- **EXERCISE BRIEF**: Transcribe every record that appears below, exactly and in full.

- **ENTRIES SHOWN**:
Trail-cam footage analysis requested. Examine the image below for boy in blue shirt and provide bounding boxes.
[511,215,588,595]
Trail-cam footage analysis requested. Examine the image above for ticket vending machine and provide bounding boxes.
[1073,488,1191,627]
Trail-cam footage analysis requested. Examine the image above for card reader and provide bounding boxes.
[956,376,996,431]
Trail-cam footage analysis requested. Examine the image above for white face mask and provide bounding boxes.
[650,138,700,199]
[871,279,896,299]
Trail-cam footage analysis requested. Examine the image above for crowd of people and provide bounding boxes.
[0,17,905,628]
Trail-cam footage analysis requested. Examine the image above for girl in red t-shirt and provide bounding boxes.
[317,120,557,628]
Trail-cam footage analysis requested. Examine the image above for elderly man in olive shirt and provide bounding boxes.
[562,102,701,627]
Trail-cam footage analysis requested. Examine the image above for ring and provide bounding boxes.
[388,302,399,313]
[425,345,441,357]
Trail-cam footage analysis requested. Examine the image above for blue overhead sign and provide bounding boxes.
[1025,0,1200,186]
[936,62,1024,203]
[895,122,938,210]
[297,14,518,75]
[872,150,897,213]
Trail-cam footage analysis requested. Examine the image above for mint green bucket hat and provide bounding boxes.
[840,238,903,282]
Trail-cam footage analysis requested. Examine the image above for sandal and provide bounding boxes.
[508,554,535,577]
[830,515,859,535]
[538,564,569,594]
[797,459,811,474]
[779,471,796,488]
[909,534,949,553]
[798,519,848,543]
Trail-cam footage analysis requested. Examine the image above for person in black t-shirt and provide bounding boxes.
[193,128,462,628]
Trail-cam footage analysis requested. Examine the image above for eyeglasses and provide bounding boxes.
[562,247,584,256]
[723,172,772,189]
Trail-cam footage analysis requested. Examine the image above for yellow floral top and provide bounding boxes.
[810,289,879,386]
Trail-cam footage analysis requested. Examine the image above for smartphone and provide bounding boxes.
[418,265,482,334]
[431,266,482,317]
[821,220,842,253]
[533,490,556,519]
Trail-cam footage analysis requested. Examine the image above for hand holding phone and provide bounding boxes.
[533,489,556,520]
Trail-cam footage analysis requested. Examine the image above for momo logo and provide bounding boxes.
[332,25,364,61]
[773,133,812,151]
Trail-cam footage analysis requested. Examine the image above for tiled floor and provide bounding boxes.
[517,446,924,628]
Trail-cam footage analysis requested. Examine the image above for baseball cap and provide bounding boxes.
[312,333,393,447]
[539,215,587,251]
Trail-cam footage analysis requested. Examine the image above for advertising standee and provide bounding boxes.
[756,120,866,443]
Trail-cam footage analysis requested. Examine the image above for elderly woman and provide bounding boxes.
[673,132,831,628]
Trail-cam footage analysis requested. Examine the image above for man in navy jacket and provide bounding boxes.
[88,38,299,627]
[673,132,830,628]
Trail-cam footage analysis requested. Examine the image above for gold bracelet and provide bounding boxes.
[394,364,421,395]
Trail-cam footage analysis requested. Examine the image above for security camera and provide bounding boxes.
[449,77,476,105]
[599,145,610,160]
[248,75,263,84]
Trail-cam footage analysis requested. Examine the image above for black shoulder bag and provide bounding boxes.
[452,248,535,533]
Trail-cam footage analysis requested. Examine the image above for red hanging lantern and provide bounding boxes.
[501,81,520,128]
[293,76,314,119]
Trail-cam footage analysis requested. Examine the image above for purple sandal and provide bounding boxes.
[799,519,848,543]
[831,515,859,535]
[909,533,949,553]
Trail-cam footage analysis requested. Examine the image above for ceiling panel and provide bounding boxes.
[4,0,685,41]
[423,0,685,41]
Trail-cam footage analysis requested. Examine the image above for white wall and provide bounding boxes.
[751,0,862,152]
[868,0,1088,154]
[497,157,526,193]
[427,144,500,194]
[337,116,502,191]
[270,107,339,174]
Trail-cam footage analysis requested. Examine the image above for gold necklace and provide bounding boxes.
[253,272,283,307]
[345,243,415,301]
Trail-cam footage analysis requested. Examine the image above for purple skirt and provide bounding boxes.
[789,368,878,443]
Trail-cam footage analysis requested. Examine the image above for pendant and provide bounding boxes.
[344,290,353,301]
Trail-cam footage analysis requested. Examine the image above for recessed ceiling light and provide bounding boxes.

- **EXERCISE OUTPUT**:
Trail-cam footage analysis requested. Examine the image below for boy in blue shirt and provide bounding boxes.
[511,215,588,595]
Trail-cam footage analysis requested. Examine the image above for ticket vending machine and provide bounding boxes.
[1073,488,1191,627]
Trail-cam footage analysis requested. Examine the image above for card reader and provide bounding boxes.
[956,376,996,431]
Trail-cam footage analysis requested. Examine the image above for white face mask and provide bounding boxes.
[650,138,700,199]
[871,279,896,299]
Trail-cam footage analysis requested. Examine the image above for crowd of people and provide bounding boxes.
[0,17,905,628]
Trail-cam footage analysis requested. Examine the image above for girl in red t-shirt and provide bounding boxes.
[317,120,557,628]
Trail-cam footage analysis requested. Examine the image above for elderly man in olive shirt and provide bounding boxes.
[562,102,701,627]
Trail-cam footage analysis requested. Examine the image above for ring and provide bounding boxes.
[388,302,399,313]
[425,345,441,357]
Trail-cam footage analysis requested. Examine the image above for blue overhead sign and provide bounding boxes.
[1025,0,1200,186]
[936,62,1024,203]
[895,122,938,210]
[297,14,518,75]
[872,150,897,213]
Trail-cam footage analysis requested. Examine the image above for mint green bucket hat and provide bounding boxes.
[840,238,903,282]
Trail-cam footage analysis requested. Examine the image above for sandal and provide bounding boxes.
[508,554,535,577]
[830,515,859,535]
[538,564,569,594]
[797,459,811,474]
[779,471,796,488]
[909,534,949,553]
[798,519,848,543]
Trail-cam footage analysis requested. Examine the image above for person in black t-shirt and provide bounding boxes.
[193,128,462,628]
Trail-cam footage analysis requested. Examine the image above for eyeglasses and provide bounding boxes.
[562,247,584,256]
[723,172,772,189]
Trail-cam footage analysis requested. Examine the image above for yellow floral top and provide bounding boxes.
[810,289,879,386]
Trail-cam footage analysis requested. Examine the image above for smartphone and provide bounding boxes.
[418,265,482,334]
[431,266,482,317]
[821,220,842,253]
[533,490,556,519]
Trail-cam footage analysis requested. Examine the image above for hand holding phone and provide bounding boxes.
[533,489,556,520]
Trail-cam footage analysis requested. Examine the image above for momo logo and provide bounding boxes.
[332,25,364,61]
[773,133,812,151]
Trail-cam footage analysis requested. Examine the image above for tiled floor and provide bounding boxes.
[517,446,924,628]
Trail-cam footage analysis requested. Examine the image above for baseball cap and provide bounding boxes.
[312,333,393,447]
[539,215,587,251]
Trail-cam footage analysis requested. Examine the image above for advertising standee and provide bounding boxes.
[756,120,866,443]
Trail-cam footage analysis requested. Examine the image above for elderly woman and provide bounding boxes.
[673,132,831,628]
Trail-cam footage analysis requested. Examine the image above for man in navy jacket and provide bounding boxes.
[88,38,299,627]
[673,132,830,628]
Trail-cam footage analysis requested. Examine the image above for gold bracelet and provide bounding boxes.
[394,364,421,395]
Trail-cam footage analysis requested. Examine the image above for security camera and provide bounding boxes.
[449,77,476,105]
[599,145,610,160]
[248,75,263,84]
Trail-cam footage analysis requested. Examine the image above for black shoulder bag and provide bounding boxes.
[452,248,535,533]
Trail-cam footage analysis requested. Examine the image above for red hanging lantern and provide bounding boxes.
[501,81,520,128]
[293,76,314,119]
Trail-cam footage analysis requested. Examine the image above for purple sandal and provide bounding boxes.
[799,519,848,543]
[831,515,859,535]
[909,533,949,553]
Trail-cam footage analysis requested. Examine the image above for ceiling panel and provide bounding boxes.
[4,0,685,41]
[423,0,685,41]
Trail-cam footage analysis requested. Examine the image above for white wall and provide bounding boxes.
[751,0,862,152]
[868,0,1088,154]
[497,157,526,193]
[427,144,500,194]
[337,116,502,191]
[270,107,339,174]
Trail-cam footage analysis requested. Examine the image above for gold necklace and provide bounding boxes.
[253,272,283,307]
[345,243,415,301]
Trail-cam footage analysis requested. Examine the image above for purple skirt and provide bounding boxes.
[789,368,878,443]
Trail-cam footage analysis requested. Examine the image above for pendant and provide bounding boxes.
[344,290,353,301]
Trail-cam footage analysis requested. Examine the image above for recessed ceiling light and provide bounding boxes.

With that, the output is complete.